Projeté depuis le 23 juillet au cinéma Variété à Marseille, Frantz Fanon d’Abdenour Zahzah retrace une étape décisive de la vie du psychiatre martiniquais, encore méconnu à cette époque, mais déjà en rébellion intérieure contre le système colonial.
J’ai eu l’occasion d’assister à la séance du 16 août à 22h00, et malgré sa durée relativement courte d’une heure et demie, le film impressionne par sa densité et sa profondeur.
L’ouverture frappe immédiatement : une patiente, incarnée par Behloul Houria, est assise sur des escaliers face à une porte condamnée. La lumière crue des vitres crée un flou presque irréel. Brusquement, elle se lève, hurle et frappe la porte avec rage, avant d’être maîtrisée par deux infirmiers qui l’emmènent pour une séance d’électrochocs. Ce premier plan condense l’aliénation vécue par les patients et la brutalité des pratiques psychiatriques de l’époque, tout en symbolisant la condition coloniale : une population enfermée, réprimée, aspirant à la libération.
Le choix du noir et blanc n’est pas anodin. Il installe une esthétique sobre et élégante, évoque les années 1950 et donne au récit une gravité documentaire. Les contrastes de lumière et d’ombre soulignent la tension dramatique et traduisent le combat intérieur de Fanon entre son rôle de médecin et son refus d’un système injuste.

● ● ● ● ●

» Vos tâches:
**1.** Répondez aux questions suivantes d'après la critique du film Frantz Fanon :
(a) À quelle séance l'auteur de la critique a-t-il assisté ?
(b) Quelle actrice incarne la patiente dans la scène d'ouverture ?
(c) Quelle décennie le noir et blanc évoque-t-il ?
**2.** Relevez tous les termes par lesquels la critique du film Frantz Fanon décrit la population dans la condition coloniale.

● ● ● ● ●

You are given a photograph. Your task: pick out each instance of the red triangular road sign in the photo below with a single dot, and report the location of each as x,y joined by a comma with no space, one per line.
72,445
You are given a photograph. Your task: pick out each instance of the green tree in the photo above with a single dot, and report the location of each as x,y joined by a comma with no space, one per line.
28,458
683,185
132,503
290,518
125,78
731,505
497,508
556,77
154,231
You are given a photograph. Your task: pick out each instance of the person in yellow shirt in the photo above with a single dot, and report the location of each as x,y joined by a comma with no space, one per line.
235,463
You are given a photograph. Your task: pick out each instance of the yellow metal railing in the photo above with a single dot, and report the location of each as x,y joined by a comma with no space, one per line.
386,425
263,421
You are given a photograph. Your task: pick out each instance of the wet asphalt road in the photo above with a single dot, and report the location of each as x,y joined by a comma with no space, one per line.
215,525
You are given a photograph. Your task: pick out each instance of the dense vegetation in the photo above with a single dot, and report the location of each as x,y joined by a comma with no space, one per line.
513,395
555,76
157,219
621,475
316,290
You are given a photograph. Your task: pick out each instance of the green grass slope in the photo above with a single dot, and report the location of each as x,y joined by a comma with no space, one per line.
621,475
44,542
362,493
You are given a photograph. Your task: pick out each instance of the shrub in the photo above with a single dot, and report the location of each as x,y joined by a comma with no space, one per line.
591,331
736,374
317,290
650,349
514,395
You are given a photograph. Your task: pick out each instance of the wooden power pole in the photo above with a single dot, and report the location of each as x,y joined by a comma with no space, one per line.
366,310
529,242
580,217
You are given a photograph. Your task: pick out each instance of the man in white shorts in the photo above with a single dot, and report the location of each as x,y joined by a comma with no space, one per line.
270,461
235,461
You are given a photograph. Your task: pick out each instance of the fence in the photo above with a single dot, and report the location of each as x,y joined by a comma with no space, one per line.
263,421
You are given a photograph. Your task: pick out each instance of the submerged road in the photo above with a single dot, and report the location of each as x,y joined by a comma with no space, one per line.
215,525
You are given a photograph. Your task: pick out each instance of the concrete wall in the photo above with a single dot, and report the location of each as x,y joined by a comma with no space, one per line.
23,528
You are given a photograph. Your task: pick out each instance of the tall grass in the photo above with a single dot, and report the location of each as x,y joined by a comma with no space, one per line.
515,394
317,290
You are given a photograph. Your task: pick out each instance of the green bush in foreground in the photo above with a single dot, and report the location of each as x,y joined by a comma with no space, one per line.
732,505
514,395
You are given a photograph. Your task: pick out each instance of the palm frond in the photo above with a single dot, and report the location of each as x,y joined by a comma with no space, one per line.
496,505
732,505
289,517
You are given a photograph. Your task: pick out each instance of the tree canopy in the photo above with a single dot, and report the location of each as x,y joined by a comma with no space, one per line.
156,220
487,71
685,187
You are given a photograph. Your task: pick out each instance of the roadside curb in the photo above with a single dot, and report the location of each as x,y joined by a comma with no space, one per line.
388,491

● ● ● ● ●

» Réponses aux tâches:
**1.**
(a) La séance du 16 août à 22h00.
(b) Behloul Houria.
(c) Les années 1950.

**2.** enfermée ; réprimée ; aspirant à la libération